*Work to complete*:
Print, exactly as they appear in the listing below, the lines from the line with "positive clicks: (176, 160) (167, 154)" to the line with "48L94 50L102 98L60", with both end lines kept.

*Entries supplied*:
[Start of Attachment]
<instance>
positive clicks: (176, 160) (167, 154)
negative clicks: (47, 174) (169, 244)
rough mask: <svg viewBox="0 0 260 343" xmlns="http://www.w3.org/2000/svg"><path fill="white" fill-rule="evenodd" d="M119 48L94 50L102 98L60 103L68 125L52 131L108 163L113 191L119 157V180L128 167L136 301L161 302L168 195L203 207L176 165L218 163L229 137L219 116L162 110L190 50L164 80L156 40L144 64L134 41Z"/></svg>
[End of Attachment]
[Start of Attachment]
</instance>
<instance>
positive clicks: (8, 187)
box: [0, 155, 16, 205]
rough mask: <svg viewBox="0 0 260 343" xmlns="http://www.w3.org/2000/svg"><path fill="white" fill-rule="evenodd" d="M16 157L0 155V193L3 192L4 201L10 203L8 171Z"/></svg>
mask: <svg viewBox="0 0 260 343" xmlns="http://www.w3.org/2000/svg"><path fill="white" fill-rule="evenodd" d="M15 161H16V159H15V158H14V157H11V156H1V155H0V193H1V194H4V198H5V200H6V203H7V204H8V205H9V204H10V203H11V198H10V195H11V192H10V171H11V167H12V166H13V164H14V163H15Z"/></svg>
[End of Attachment]
*Reply*:
positive clicks: (176, 160) (167, 154)
negative clicks: (47, 174) (169, 244)
rough mask: <svg viewBox="0 0 260 343" xmlns="http://www.w3.org/2000/svg"><path fill="white" fill-rule="evenodd" d="M119 48L94 50L102 98L60 103L68 125L52 131L108 163L113 191L119 157V180L128 167L136 301L161 302L168 195L203 207L176 165L218 163L229 137L219 116L162 110L190 50L164 80L156 40L144 64L134 41Z"/></svg>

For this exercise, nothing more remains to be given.